◆ **What you will do**
Extract all data as written.
** start of Data for this exercise **
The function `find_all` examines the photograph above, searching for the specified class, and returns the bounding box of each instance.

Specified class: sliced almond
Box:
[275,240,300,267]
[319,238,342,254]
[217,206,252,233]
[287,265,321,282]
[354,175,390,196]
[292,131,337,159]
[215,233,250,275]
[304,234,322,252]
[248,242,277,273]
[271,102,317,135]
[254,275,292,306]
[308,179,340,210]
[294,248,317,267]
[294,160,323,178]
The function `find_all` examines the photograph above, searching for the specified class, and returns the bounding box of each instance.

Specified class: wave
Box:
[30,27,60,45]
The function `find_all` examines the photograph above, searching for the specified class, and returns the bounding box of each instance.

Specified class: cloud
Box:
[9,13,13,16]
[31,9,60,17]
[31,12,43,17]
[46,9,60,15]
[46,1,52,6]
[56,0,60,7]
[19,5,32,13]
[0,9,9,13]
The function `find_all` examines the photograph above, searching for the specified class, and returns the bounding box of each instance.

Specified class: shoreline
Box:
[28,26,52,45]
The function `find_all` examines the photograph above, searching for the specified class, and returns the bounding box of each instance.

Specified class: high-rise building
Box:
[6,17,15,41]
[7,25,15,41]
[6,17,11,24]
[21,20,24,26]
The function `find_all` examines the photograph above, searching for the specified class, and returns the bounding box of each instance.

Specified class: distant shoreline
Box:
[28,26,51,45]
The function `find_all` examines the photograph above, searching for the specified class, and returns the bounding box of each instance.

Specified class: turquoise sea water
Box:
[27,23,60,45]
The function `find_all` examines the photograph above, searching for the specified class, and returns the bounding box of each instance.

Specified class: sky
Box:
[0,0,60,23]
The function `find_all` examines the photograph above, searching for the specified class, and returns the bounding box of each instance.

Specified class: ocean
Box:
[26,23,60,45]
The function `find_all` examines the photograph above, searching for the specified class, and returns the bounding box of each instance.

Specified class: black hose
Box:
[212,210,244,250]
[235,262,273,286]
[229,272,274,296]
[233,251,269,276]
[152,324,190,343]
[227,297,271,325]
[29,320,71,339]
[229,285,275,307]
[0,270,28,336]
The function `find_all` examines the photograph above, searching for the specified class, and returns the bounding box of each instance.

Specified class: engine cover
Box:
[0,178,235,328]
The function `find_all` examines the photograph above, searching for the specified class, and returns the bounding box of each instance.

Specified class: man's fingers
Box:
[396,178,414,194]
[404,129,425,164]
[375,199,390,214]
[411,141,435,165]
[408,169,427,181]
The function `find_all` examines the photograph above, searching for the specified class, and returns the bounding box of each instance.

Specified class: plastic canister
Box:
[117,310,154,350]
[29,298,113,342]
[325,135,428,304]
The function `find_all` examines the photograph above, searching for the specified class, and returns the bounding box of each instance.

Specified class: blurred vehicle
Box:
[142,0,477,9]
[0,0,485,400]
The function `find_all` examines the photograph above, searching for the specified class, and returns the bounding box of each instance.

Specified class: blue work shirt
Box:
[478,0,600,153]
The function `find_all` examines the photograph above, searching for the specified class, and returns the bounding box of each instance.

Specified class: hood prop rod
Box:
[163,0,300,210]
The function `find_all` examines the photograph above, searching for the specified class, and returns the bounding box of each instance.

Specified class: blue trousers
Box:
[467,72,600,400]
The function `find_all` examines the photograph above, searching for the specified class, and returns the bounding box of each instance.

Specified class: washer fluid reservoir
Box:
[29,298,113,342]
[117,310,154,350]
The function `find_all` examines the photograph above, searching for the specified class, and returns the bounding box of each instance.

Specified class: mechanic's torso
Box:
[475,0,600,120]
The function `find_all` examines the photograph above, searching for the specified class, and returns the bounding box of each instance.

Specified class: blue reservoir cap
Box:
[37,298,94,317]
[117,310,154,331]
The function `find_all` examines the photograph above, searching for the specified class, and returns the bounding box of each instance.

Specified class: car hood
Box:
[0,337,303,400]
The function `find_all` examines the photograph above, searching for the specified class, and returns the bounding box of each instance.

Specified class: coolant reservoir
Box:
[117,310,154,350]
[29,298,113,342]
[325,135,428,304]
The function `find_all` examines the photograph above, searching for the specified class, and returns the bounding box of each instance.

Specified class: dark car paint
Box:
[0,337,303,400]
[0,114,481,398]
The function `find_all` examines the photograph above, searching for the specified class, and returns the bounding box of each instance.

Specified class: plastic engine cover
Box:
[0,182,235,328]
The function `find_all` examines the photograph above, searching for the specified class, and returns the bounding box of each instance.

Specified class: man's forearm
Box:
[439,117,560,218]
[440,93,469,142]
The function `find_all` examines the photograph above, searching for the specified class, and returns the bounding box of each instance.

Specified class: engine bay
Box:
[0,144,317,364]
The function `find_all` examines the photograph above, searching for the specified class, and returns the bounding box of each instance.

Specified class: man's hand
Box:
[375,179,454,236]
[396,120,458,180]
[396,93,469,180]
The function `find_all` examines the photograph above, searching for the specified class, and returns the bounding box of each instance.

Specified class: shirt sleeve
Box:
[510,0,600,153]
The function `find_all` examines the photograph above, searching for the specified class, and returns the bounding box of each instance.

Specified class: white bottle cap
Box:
** end of Data for this exercise **
◆ **Response**
The function `find_all` examines the photograph above, searching for the specified class, and returns the bounding box of each instance.

Specified class: sliced almond
Box:
[275,240,300,267]
[319,238,342,254]
[217,206,252,233]
[287,265,321,282]
[354,175,390,196]
[292,131,337,159]
[215,233,250,275]
[304,234,322,252]
[248,242,277,273]
[271,102,317,135]
[254,275,292,306]
[308,179,340,210]
[294,248,317,267]
[294,160,323,178]
The function `find_all` examines the photograph above, searching for the specified class, and returns the bounding box of each instance.

Specified class: wave
Box:
[30,27,60,45]
The function `find_all` examines the photograph above, searching for the specified class, and returns the bounding box of each instance.

Specified class: cloud
Box:
[9,13,13,16]
[31,9,60,17]
[31,12,43,17]
[46,9,60,15]
[46,1,52,6]
[56,0,60,7]
[19,5,32,13]
[0,9,9,13]
The function `find_all` examines the photograph above, searching for the specified class, and returns the bounding box of each instance.

Specified class: shoreline
Box:
[28,26,52,45]
The function `find_all` examines the photograph above, searching for the specified class, and returns the bounding box of each instance.

Specified class: high-rise building
Box:
[6,17,15,41]
[7,25,15,41]
[6,17,11,24]
[21,20,24,26]
The function `find_all` examines the photograph above, searching for the specified class, and returns the bounding box of each instance.

Specified class: distant shoreline
Box:
[28,26,51,45]
The function `find_all` examines the photograph above, searching for the specified class, and returns the bounding box of each instance.

Specified class: turquoise sea water
Box:
[27,23,60,45]
The function `find_all` examines the photograph above, searching for the specified class, and returns the bounding box of each instance.

Specified class: sky
Box:
[0,0,60,23]
The function `find_all` examines the photograph above, searching for the specified class, and returns the bounding box of each instance.

Specified class: ocean
Box:
[26,23,60,45]
The function `find_all` examines the photograph above, searching for the specified class, and returns the bounding box of each instance.

Specified class: black hose
Box:
[212,210,244,250]
[235,262,273,286]
[229,272,274,296]
[233,251,269,276]
[152,324,190,343]
[227,297,271,325]
[29,320,71,339]
[229,285,275,307]
[0,270,28,336]
The function `find_all` examines the photograph above, searching for the specified class, and returns the bounding box of each instance.

Specified class: engine cover
Box:
[0,178,235,328]
The function `find_all` examines the photograph above, searching for the specified class, and returns the bounding box of each instance.

Specified class: man's fingers
Box:
[396,178,414,194]
[404,129,425,164]
[375,199,390,214]
[411,141,435,165]
[408,169,427,181]
The function `find_all` examines the photograph above, searching for the specified class, and returns the bounding box of each instance.

Specified class: plastic canister
Box:
[117,310,154,350]
[29,298,113,342]
[325,135,428,304]
The function `find_all` examines the photograph above, searching for the specified class, and returns the bounding box of each instance.

Specified class: blurred vehicle
Box:
[142,0,477,9]
[0,0,485,400]
The function `find_all` examines the photograph above, searching for the specified class, and returns the bounding box of each instance.

Specified class: blue work shirt
Box:
[478,0,600,153]
The function `find_all` examines the photograph above, searching for the specified class, and returns the bounding box of each instance.

Specified class: hood prop rod
Box:
[163,0,300,210]
The function `find_all` examines the photograph above, searching for the specified class, and returns the bounding box of each instance.

Specified class: blue trousers
Box:
[467,72,600,400]
The function `find_all` examines the photograph above, searching for the specified class, and returns the bounding box of each instance.

Specified class: washer fluid reservoir
Box:
[29,298,113,342]
[117,310,154,350]
The function `find_all` examines the photograph above, searching for the specified class, and returns the bounding box of each instance.

Specified class: mechanic's torso
Box:
[475,0,600,120]
The function `find_all` examines the photograph above, searching for the specified class, and returns the bounding box of each instance.

Specified class: blue reservoir cap
Box:
[37,298,94,317]
[117,310,154,331]
The function `find_all` examines the photograph above, searching for the specified class, and returns the bounding box of each instance.

Specified class: car hood
Box:
[0,337,303,400]
The function `find_all` examines the photograph above, searching for the specified class, and returns the bounding box of each instance.

Specified class: coolant reservoir
Box:
[117,310,154,350]
[29,298,113,342]
[325,135,428,304]
The function `find_all` examines the photograph above, searching for the specified class, and returns the bounding box of each instance.

Specified class: dark car paint
Box:
[0,337,303,400]
[0,114,481,398]
The function `find_all` examines the photograph above, searching for the specified class, and returns the bounding box of each instance.

Specified class: plastic engine cover
Box:
[0,182,235,328]
The function `find_all` examines the photograph above, searching for the specified class, and returns the bounding box of each instance.

Specified class: man's forearm
Box:
[439,117,560,218]
[440,93,469,142]
The function `find_all` examines the photograph above, searching for the specified class, and returns the bounding box of each instance.

Specified class: engine bay
Box:
[0,144,317,364]
The function `find_all` examines the photograph above, searching for the specified class, and returns the bounding box of each instance.

Specified class: man's hand
Box:
[375,179,454,236]
[396,120,458,180]
[396,93,469,180]
The function `find_all` examines the photograph above, searching for the specified class, and returns the bounding box of each instance.

Specified class: shirt sleeve
Box:
[510,0,600,153]
The function `find_all` examines the photograph above, searching for the specified class, and returns the bounding box of each instance.

Specified class: white bottle cap
Box:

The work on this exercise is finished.